Request 1 ::
Answer these questions from the text on fabric composite friction and wear:
(a) What load and sliding speed were used in the tests?
(b) In what order did the four fabric composites rank for tensile and bonding strength?
(c) What was detected on the fracture surfaces of the graphite and graphene reinforced fabric composites?
Request 2 ::
Pick up the text on fabric composite friction and wear after its final sentence and carry it forward.

Text segment ::
+--

The value of friction coefficient (a) and wear rate (b) of the fabric composite as a function of filler content. The load and sliding speed in the tests were 85 MPa and 0.364 m/s, respectively, (c) the tensile and bonding strength and wear rate of several fabric composites
We then investigated the tensile and bonding strength of pure and 4 wt% fillers reinforced composites (see Fig. 2c). It was found that the tensile and bonding strength of fabric composite followed the order of unfilled fabric composite > GO filled fabric composite > graphite filled fabric composite > graphene filled fabric composite. For filler-reinforced composites, the stronger the mechanical property, the better the antiwear property. Liu et al. [26] investigated the influence of PTFE volume content on the mechanical and tribological properties of aramid fabric reinforced PTFE composites. And they found that the composite possessed the highest tensile strength and the highest Rockwell hardness exhibited the lowest friction coefficient and the best wear resistance. The results of our tests together with the investigation of Liu et al. approved the fact that the mechanical property and tribological property of composites are closely related to each other.
The fracture surfaces of unfilled and filler-reinforced composites are shown in Fig. 3. It can be seen from Fig. 3a, e that the interfacial bonding is compact for unfilled composite. However, for graphite and graphene reinforced fabric composites, some holes were detected on the fracture surfaces of the composites (Fig. 3b, c, f, g). For GO reinforced fabric composite, the interfacial bonding is equally compact without any hole and void (see Fig. 3d, h), compared to unfilled composite. Thus, GO reinforced fabric composite displayed improved tensile and bonding strength, compared to graphite and graphene reinforced fabric composites. It is proposed that fabric composite with higher tensile and bonding strength will be difficult undergoing damages such as resin shell-off and fiber pull-out. Accordingly, the integrated structure of GO reinforced fabric composite contributed to its optimal antiwear property and load carrying capacity.

+--

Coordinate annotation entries
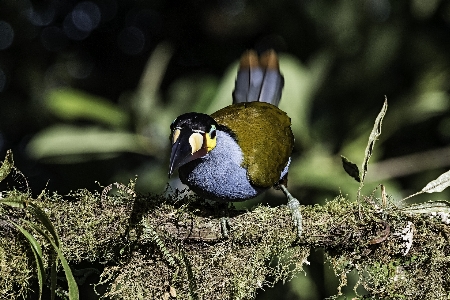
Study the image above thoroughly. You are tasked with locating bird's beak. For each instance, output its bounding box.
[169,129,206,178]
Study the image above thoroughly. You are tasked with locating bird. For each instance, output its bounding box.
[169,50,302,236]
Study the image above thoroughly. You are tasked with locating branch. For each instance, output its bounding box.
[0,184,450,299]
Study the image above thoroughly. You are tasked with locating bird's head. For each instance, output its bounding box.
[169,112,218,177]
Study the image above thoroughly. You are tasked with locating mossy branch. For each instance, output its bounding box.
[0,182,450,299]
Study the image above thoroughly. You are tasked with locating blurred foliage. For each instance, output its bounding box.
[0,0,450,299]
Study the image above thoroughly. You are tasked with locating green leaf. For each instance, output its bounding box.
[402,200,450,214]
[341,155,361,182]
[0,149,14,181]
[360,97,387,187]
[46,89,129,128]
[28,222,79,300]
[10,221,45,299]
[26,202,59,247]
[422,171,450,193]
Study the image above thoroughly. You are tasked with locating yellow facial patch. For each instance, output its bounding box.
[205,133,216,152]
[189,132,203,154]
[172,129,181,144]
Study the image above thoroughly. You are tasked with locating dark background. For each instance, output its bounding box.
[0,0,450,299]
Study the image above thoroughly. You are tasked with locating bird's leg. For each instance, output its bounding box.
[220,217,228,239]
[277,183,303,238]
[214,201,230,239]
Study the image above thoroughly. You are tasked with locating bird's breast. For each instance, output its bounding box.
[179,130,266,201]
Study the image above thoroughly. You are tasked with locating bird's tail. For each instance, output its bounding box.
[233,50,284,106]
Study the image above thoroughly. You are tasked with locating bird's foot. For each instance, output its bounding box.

+--

Expected output 1 ::
(a) 85 MPa and 0.364 m/s.
(b) Unfilled fabric composite > GO filled fabric composite > graphite filled fabric composite > graphene filled fabric composite.
(c) Some holes.

Expected output 2 ::
SEM images of the fracture surfaces of a unfilled fabric composite, b 4 wt% graphite filled fabric composite, c 4 wt% graphene filled fabric composite, and d 4 wt% graphene oxide filled fabric composite, e–h magnified images of a–d, respectively
The effect of applied load on the tribological properties of the composite
Subsequently, the effect of applied load on the friction and wear behaviors of unfilled and GO filled fabric composites were investigated, and the result was shown in Fig. 4. It can be seen that the friction coefficients of these two fabric composites decreased with the applied load increasing, accompanied with an increase in the wear rate simultaneously. The friction coefficient of GO filled composite was lower initially but become higher than the unfilled composite with the applied load (see Fig. 4a). It was proposed that exposed PTFE fibers were less during the sliding wear test for GO reinforced composite and thus it exhibited a higher friction coefficient when compared with unfilled composite. The wear rate of GO filled composite was much lower than that of unfilled composite under all the investigated applied loads (see Fig. 4b). That is, the load carrying capacity and antiwear property of fabric composite were notably improved after filling 2 wt% GO. It is likely that the evenly distributed GO nanosheets can share the applied load effectively and thus the damage caused by sheer force was weakened [27].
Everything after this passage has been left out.